TASK PROMPT → Starting at the row that contains "Exercise. Locate the machine" and ending at the last row, write those rows out again, requests included, and shift every coordinate in the answers by -83.

INFORMATION SUPPLIED →

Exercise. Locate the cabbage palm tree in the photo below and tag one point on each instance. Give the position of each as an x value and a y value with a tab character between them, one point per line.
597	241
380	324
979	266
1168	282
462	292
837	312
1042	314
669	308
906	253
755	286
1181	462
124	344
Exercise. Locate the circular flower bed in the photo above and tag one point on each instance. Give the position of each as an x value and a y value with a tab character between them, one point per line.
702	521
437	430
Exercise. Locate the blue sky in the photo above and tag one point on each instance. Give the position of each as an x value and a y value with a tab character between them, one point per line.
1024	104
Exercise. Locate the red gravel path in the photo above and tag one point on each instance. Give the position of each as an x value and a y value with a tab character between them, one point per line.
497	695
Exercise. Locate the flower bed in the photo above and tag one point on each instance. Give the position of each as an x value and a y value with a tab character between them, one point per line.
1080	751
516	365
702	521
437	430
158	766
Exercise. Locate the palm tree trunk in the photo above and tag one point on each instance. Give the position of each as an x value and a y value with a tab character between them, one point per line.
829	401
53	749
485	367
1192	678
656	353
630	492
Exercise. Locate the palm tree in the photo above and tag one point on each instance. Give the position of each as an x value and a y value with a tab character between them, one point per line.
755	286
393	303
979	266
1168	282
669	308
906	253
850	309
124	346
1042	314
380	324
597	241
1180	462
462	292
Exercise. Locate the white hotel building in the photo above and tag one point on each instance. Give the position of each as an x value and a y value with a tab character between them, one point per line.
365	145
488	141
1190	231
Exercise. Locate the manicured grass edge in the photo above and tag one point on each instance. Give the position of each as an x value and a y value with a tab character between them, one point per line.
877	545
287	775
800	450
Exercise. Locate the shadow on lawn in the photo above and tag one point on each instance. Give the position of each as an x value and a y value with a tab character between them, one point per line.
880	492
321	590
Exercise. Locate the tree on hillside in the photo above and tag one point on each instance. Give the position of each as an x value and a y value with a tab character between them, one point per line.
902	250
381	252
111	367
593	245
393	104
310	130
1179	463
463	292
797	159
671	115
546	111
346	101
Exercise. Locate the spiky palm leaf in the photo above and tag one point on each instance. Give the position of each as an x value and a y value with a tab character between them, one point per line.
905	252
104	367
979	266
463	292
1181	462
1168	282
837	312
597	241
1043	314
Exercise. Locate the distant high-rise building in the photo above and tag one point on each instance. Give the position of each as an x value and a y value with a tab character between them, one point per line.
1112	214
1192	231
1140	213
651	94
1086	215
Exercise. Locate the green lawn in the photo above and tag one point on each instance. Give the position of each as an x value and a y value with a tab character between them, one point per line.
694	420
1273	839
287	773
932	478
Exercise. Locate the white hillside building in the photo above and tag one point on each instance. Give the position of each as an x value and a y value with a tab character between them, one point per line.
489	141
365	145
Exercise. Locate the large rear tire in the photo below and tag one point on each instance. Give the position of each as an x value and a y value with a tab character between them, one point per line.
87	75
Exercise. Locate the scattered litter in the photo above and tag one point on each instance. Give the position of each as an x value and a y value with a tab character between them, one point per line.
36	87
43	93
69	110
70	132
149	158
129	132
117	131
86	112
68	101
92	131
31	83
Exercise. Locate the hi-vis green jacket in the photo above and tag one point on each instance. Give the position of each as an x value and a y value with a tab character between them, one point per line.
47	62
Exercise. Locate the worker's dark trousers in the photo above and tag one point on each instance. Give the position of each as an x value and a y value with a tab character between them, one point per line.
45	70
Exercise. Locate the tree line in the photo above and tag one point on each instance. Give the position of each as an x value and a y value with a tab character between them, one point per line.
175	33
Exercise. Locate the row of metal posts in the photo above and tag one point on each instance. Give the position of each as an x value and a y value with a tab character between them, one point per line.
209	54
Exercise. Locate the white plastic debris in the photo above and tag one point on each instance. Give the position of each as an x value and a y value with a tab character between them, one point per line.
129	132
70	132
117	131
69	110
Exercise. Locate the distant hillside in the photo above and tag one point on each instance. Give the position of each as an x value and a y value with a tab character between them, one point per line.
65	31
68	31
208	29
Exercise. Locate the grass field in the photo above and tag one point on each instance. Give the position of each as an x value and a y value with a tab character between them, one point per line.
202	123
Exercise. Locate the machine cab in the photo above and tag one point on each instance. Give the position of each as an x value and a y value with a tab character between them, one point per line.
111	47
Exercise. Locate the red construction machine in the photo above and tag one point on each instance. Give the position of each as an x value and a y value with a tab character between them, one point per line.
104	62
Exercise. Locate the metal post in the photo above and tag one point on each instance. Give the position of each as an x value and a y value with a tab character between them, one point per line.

FINISHED EXERCISE →
Exercise. Locate the machine cab in the photo above and tag one point on each instance. Give the position of each as an x value and a y value with a tab character between them, one point per line.
28	-36
Exercise. Locate the red construction machine in the photo above and tag one point on each instance. Give the position of each as an x value and a y value with a tab character between them, one point per line.
21	-21
Exercise. Locate the metal post in the photo above and tag one point on each instance. Give the position of each as an x value and a y value with a tab character between them, one point per line.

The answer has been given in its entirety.